▸ **What the task requires**
Verbatim transcription with images omitted: return the entries below in full.

▸ **Data to process**
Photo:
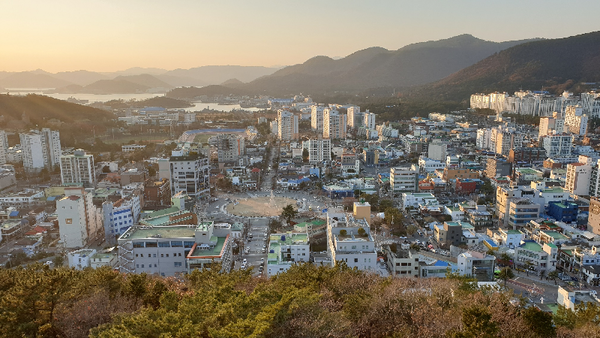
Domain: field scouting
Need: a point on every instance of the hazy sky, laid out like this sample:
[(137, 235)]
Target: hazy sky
[(109, 35)]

▸ **Your response**
Photo:
Domain: field scouting
Need: a point on every instance of the hazy sky, laid out like this sample:
[(137, 235)]
Target: hazy sky
[(109, 35)]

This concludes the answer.